Do this: Using the entries below, return word for word the lines from the one containing "Domain: lane-usage study. Target: distant" up to and including the last.
═════ Entries ═════
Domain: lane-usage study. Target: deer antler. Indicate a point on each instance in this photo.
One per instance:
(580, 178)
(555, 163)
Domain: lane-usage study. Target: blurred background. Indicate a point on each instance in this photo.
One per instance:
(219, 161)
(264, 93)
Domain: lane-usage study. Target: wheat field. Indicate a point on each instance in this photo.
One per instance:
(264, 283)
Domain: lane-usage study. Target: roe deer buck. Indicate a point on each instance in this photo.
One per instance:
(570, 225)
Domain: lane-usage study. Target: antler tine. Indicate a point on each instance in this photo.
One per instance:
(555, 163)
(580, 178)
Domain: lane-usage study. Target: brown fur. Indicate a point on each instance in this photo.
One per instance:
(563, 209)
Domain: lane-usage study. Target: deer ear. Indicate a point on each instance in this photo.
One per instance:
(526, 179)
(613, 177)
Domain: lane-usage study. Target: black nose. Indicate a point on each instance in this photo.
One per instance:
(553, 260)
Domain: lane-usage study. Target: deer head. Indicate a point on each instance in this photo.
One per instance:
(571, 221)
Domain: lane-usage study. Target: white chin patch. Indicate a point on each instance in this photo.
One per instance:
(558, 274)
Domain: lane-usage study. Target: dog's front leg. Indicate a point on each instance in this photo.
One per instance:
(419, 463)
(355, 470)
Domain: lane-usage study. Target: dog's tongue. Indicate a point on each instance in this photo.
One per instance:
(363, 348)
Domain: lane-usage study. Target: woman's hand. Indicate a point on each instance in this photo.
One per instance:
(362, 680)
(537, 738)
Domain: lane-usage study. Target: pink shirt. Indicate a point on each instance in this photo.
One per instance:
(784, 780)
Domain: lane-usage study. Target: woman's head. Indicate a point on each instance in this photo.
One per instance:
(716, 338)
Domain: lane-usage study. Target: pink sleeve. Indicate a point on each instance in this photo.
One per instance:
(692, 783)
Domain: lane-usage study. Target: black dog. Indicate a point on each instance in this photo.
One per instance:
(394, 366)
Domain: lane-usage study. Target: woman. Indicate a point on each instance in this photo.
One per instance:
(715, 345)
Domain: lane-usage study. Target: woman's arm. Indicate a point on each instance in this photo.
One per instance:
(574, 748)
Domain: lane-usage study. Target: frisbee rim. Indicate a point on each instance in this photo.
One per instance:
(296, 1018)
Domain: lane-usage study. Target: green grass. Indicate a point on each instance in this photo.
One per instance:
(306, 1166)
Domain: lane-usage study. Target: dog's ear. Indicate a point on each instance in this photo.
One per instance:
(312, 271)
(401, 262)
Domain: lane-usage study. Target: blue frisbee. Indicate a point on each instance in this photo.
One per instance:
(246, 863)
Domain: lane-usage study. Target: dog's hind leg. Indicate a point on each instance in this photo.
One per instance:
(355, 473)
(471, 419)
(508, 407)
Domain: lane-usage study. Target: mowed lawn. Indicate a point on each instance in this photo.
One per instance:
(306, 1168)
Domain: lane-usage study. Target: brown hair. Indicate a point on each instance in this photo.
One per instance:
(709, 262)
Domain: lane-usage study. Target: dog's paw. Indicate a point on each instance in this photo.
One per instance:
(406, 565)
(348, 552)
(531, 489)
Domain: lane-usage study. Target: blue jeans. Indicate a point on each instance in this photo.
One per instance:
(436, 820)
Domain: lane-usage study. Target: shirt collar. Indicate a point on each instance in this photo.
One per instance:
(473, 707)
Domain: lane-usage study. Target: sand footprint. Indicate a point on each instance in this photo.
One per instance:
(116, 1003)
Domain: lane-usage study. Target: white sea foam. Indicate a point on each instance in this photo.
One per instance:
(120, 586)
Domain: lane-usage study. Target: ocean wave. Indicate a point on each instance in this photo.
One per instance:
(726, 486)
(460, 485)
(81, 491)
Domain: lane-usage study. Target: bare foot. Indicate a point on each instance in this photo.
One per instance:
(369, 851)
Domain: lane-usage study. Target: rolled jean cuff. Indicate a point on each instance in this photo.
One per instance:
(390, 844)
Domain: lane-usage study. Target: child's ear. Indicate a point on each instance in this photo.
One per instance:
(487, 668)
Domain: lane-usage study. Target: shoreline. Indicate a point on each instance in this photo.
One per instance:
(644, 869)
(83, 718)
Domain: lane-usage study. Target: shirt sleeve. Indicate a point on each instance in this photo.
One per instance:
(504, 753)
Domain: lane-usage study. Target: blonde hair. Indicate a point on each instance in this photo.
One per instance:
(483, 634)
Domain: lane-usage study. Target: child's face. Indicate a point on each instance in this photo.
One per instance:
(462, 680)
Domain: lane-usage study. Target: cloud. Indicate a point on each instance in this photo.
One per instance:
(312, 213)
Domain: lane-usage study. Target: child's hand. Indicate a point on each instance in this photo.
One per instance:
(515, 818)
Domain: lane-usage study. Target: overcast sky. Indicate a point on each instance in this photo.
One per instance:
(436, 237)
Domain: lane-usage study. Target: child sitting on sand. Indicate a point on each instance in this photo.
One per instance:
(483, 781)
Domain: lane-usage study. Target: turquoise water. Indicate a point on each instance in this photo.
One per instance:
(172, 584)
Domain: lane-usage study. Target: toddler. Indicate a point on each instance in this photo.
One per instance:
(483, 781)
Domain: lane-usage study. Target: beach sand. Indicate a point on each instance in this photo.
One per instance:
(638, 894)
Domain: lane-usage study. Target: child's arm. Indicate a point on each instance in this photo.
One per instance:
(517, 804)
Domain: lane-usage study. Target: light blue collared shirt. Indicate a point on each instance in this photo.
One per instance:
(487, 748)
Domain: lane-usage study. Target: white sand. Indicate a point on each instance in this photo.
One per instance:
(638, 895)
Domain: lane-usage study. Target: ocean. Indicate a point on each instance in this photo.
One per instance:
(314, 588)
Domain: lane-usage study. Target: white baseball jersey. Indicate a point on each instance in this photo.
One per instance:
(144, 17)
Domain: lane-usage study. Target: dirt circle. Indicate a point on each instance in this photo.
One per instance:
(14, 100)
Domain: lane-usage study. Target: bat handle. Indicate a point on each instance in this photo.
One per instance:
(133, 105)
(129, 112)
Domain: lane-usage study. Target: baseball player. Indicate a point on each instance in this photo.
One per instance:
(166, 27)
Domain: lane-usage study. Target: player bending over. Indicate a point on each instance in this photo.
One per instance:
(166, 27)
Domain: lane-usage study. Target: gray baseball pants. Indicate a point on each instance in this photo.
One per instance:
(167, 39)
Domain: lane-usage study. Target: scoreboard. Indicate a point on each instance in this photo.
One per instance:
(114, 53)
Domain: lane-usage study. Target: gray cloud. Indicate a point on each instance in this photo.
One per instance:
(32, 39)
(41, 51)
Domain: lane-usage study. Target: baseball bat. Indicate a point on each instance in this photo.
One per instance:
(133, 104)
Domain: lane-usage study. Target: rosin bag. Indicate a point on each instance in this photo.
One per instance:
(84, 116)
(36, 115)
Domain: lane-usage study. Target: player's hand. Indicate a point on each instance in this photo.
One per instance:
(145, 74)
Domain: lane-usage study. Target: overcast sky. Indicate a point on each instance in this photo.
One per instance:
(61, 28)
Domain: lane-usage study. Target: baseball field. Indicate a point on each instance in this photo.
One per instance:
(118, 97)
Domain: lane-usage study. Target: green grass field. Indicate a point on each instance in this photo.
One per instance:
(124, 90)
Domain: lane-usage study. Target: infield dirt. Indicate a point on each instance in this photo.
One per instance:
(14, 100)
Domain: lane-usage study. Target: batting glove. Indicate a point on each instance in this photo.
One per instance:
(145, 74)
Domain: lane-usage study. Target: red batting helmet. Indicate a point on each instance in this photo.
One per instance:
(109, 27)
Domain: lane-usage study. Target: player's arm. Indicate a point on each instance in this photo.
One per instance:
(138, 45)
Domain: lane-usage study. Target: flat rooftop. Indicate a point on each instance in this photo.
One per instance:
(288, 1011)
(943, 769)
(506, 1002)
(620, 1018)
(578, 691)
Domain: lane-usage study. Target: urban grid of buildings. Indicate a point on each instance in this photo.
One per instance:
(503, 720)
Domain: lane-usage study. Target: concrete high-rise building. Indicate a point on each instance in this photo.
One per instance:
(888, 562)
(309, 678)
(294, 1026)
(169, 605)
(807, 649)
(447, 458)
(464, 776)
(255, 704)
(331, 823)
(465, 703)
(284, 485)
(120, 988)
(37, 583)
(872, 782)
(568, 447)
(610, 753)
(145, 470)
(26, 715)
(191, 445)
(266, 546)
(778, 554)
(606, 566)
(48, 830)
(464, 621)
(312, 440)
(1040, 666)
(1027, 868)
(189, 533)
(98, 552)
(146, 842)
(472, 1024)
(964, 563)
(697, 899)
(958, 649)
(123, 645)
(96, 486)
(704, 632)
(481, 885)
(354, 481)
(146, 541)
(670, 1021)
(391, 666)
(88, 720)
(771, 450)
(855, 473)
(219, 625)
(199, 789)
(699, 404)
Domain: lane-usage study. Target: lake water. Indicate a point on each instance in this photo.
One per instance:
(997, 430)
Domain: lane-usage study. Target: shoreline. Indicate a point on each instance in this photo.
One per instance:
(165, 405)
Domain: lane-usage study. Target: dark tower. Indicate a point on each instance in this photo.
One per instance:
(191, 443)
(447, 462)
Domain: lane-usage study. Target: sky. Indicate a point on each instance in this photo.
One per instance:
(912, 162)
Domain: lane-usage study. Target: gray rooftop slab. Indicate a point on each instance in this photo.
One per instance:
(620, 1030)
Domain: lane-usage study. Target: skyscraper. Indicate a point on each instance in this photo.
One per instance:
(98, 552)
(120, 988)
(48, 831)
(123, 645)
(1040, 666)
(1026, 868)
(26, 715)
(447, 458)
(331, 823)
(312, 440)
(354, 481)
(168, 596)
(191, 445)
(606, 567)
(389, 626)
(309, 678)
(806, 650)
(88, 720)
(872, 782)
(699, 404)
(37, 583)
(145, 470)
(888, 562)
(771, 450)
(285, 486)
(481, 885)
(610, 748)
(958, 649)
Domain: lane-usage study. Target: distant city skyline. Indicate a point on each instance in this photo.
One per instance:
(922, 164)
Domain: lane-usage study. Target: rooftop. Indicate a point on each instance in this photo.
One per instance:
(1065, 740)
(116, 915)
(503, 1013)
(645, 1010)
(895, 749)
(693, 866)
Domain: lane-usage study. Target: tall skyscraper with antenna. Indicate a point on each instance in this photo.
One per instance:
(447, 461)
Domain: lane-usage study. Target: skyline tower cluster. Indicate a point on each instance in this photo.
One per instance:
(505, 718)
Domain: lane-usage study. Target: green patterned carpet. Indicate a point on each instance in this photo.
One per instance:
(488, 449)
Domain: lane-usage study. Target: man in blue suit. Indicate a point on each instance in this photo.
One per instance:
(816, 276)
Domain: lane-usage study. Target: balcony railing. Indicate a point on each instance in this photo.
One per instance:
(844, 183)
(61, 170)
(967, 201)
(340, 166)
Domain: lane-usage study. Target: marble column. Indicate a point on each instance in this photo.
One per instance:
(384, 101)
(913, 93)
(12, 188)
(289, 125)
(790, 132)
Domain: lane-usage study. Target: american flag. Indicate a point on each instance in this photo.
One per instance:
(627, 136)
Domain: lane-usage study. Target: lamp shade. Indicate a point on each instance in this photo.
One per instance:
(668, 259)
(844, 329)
═════
Worked solution:
Domain: lane-usage study. Target: distant city skyline. Indicate a point on each instance in this photo.
One per instance:
(922, 164)
Domain: lane-usage study. Target: rooftop. Indicate a point on each instance in this photo.
One per instance:
(1065, 740)
(116, 915)
(503, 1013)
(645, 1010)
(895, 749)
(693, 866)
Domain: lane-usage study. Target: tall skyscraper with antenna. Indicate a point on each instance in this photo.
One per instance:
(447, 461)
Domain: lane-usage study. Target: skyline tower cluster. Indicate a point on each instance in this photo.
One per instance:
(505, 718)
Domain: lane-usage study. Target: green patterned carpet. Indicate a point on each instance in this photo.
One per instance:
(488, 449)
Domain: lane-usage study. Target: man in blue suit. Indicate a point on each instance in this photo.
One per instance:
(816, 276)
Domain: lane-usage study. Target: balcony railing. Indicate a point on each instance in this photo.
One per instance:
(844, 183)
(61, 170)
(967, 201)
(340, 166)
Domain: lane-usage study. Target: marble column. Indicate a point on each instance in this photo.
One per instance:
(384, 101)
(913, 93)
(12, 188)
(289, 125)
(790, 132)
Domain: lane-usage study. Target: american flag. Indicate a point on each instance in this photo.
One per instance:
(627, 136)
Domain: lane-usage study. Target: lamp shade. Indicate a point on each instance in this photo.
One per instance:
(668, 259)
(844, 329)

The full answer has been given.